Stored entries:
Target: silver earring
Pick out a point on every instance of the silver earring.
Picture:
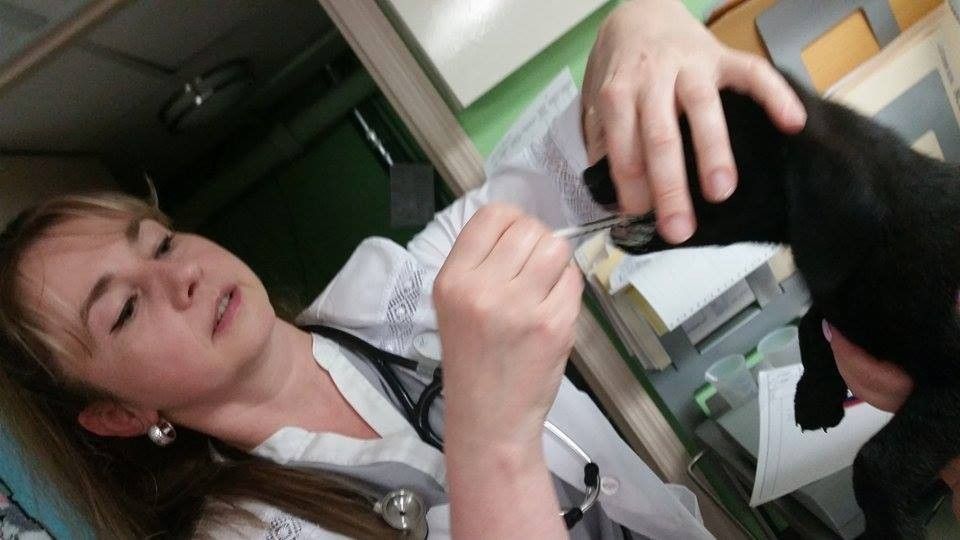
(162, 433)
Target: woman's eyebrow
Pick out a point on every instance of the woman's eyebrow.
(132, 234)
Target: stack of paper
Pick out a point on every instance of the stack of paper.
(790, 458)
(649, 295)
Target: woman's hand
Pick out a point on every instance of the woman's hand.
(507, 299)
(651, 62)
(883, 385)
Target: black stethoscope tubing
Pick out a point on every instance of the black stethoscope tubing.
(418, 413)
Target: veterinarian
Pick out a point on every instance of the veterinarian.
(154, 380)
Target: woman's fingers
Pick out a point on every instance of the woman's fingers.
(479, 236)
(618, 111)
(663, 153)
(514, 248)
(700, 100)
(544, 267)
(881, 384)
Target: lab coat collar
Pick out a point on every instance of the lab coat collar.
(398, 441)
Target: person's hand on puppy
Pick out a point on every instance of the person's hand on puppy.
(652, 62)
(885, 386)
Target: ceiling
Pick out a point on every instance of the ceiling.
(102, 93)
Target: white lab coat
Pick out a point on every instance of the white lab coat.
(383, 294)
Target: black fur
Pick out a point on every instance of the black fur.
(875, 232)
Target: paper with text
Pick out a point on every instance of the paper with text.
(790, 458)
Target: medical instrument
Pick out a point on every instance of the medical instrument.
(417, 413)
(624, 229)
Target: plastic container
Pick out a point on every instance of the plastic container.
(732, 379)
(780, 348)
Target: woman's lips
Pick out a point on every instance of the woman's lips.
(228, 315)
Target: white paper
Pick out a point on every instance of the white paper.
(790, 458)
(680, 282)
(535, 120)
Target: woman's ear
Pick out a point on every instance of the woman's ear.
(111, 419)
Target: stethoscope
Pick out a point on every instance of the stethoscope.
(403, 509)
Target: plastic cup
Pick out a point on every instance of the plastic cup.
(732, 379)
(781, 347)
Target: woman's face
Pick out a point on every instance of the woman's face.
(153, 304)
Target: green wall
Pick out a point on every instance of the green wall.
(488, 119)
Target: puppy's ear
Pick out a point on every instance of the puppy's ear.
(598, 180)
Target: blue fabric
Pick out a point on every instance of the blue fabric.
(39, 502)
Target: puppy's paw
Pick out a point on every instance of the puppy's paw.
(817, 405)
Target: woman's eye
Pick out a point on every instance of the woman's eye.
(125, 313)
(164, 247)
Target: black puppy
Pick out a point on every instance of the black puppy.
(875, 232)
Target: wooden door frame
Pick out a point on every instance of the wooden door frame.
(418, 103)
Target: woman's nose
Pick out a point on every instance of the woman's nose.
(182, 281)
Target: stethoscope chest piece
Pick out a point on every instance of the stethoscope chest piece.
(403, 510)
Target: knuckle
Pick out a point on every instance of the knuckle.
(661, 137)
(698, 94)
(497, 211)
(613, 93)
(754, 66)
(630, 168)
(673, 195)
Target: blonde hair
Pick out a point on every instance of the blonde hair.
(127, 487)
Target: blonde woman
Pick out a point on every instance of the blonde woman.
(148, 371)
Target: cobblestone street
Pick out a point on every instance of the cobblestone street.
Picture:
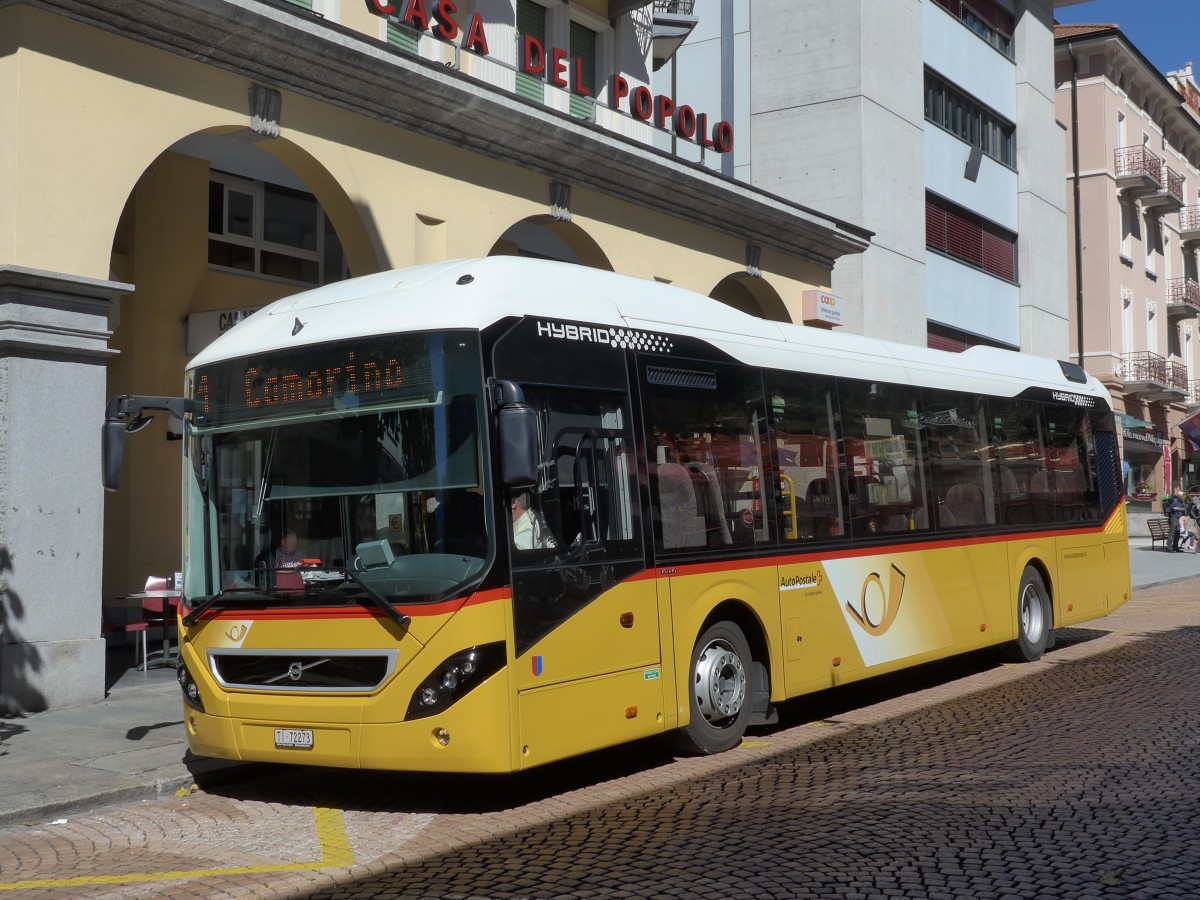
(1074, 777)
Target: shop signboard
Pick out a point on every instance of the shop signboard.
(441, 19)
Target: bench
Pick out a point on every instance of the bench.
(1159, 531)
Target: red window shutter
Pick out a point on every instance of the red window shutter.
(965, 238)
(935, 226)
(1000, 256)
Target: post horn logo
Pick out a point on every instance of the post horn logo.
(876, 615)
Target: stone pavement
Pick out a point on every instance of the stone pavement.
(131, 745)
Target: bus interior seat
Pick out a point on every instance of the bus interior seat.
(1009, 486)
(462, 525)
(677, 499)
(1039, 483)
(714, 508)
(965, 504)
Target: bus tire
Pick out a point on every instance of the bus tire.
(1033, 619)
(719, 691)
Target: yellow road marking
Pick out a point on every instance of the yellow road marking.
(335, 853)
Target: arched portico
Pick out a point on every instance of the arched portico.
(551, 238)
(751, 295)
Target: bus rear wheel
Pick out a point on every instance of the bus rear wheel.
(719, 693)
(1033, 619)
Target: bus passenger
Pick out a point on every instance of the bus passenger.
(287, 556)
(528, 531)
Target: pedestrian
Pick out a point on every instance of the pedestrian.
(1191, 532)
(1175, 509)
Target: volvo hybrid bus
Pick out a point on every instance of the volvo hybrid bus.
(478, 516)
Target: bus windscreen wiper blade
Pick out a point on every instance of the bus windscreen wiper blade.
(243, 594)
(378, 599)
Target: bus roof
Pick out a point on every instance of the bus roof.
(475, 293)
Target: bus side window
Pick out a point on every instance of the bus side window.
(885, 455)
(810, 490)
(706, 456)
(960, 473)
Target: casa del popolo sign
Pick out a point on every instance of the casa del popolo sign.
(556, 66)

Try it:
Set down every entry above verbatim, without pictures.

Written solution:
Target: silver earring
Pick out a point on every instance of the silver earring.
Picture:
(162, 433)
Target: woman's eyebrow
Pick out a point on every instance of the woman's eyebrow.
(132, 234)
Target: stack of paper
Pick out a point on every instance of the stack of paper.
(790, 458)
(649, 295)
Target: woman's hand
Pick out a point on every instance of the woman's hand.
(507, 299)
(651, 62)
(883, 385)
Target: black stethoscope tubing
Pick out a point on every instance of the black stethoscope tubing.
(418, 413)
Target: veterinarian
Pick out a point on every instance of the veterinarian.
(154, 380)
Target: woman's fingers
Pick out a point on every instance of the woman's fingers.
(479, 236)
(618, 111)
(663, 153)
(514, 248)
(700, 100)
(544, 267)
(881, 384)
Target: lab coat collar
Pick out a point on every instance of the lab coat collar.
(398, 441)
Target: person's hand on puppy
Pick out a point on every instance of the person's hand on puppy.
(652, 62)
(885, 386)
Target: ceiling
Pick out a point on every instance of the ceiling.
(102, 93)
Target: white lab coat
Pick out a point on every instance of the white lab coat.
(383, 294)
Target: black fur
Pick out a point on every instance of the black fur.
(875, 232)
Target: paper with text
Pick out a point on every instance of the paper with text.
(790, 458)
Target: medical instrument
Pick out a point on every instance of the medical instrument.
(417, 413)
(624, 229)
Target: plastic container
Pick out a point on every instance of the plastic container.
(732, 379)
(780, 348)
Target: woman's lips
Pick out a point on every instance of the woman's lips.
(228, 315)
Target: white paper
Pick out a point on every instance of the white paper.
(790, 458)
(680, 282)
(535, 120)
Target: woman's ear
Pick out a point on every instance of the woman's ear.
(111, 419)
Target: stethoscope
Pick out a point on every instance of the stethoscope.
(403, 509)
Target: plastic cup
Pick out a point on every instance of the plastic cup.
(732, 379)
(781, 347)
Target: woman's face
Pick out a point on every instance of the woman's face.
(153, 304)
Target: green wall
Pick out a point on every instance of the green wall.
(488, 119)
Target: puppy's ear
Pick out a point on every instance of the puppy's ear.
(598, 180)
Target: blue fabric
Pick out a point on every instance of the blue fabric.
(39, 502)
Target: puppy's paw
Pick out a point on every instance of the puppy's paw.
(817, 405)
Target: woman's eye
Pick out a point on every instance of the woman's eye.
(125, 313)
(164, 247)
Target: black puppy
Pick out a point on every instance of the black puppy.
(875, 232)
Target: wooden door frame
Pick out a point on every instance of the wooden door frame.
(418, 103)
Target: woman's nose
Pick out a point on every instance of the woman's nose.
(182, 281)
Target: stethoscope chest piece
Pick out a point on every instance of the stethoscope chest piece.
(403, 510)
Target: knuckle
Pick out a point on every instance of the knuckle.
(661, 137)
(698, 94)
(497, 211)
(613, 93)
(754, 66)
(630, 168)
(673, 195)
Target: blonde hair
Pick out a point on every instance of the blonde hair.
(127, 487)
Target: blonde woman
Pick out a point on every instance of the blonde woman.
(148, 371)
Target: cobblestone street
Pick out a point on every instance of the cobblestone street.
Picture:
(1074, 777)
Target: shop signboard
Pick out a point on every instance of the shop signboard.
(441, 19)
Target: bench
Pick out a point on every instance of the bench.
(1159, 531)
Target: red window shutter
Pick out a point on every instance of the red window shutter.
(965, 238)
(935, 226)
(1000, 256)
Target: post horn logo
Pick out a point on every instance of the post horn logo.
(876, 615)
Target: stone pavement
Pick out a point on every instance of the stone pavement.
(131, 745)
Target: bus interior seat
Pick out a point on every instance of the bus interior seat.
(1009, 486)
(462, 525)
(677, 499)
(1039, 483)
(714, 508)
(965, 504)
Target: bus tire
Pick out a point on every instance of the bus tire.
(1033, 619)
(719, 691)
Target: yellow road marking
Pick out a point on every instance of the yellow road marking.
(335, 853)
Target: arched portico
Pick out a point on every instance of the arched portico.
(551, 238)
(751, 295)
Target: bus rear wheel
Pick out a point on every instance of the bus rear wheel.
(719, 693)
(1033, 619)
Target: bus passenger
Pick out a point on every instance of the bus passenger.
(287, 556)
(528, 531)
Target: pedestrian
Pick out a point on every instance of the pedestrian.
(1191, 532)
(1175, 509)
Target: volvo hybrid bus
Pick out a point on every instance of the volvo hybrid bus.
(478, 516)
Target: bus windscreen wiper blade
Pick out a point on every instance of the bus windscreen wiper blade.
(243, 594)
(378, 599)
Target: bus roof
Pick out a point on every instance of the bus roof.
(475, 293)
Target: bus side window
Pick out a point on every instance of the bus side window.
(885, 455)
(810, 490)
(706, 456)
(960, 473)
Target: casa del popolo sign
Pick out a point on every instance of the casa del popolo sign.
(556, 66)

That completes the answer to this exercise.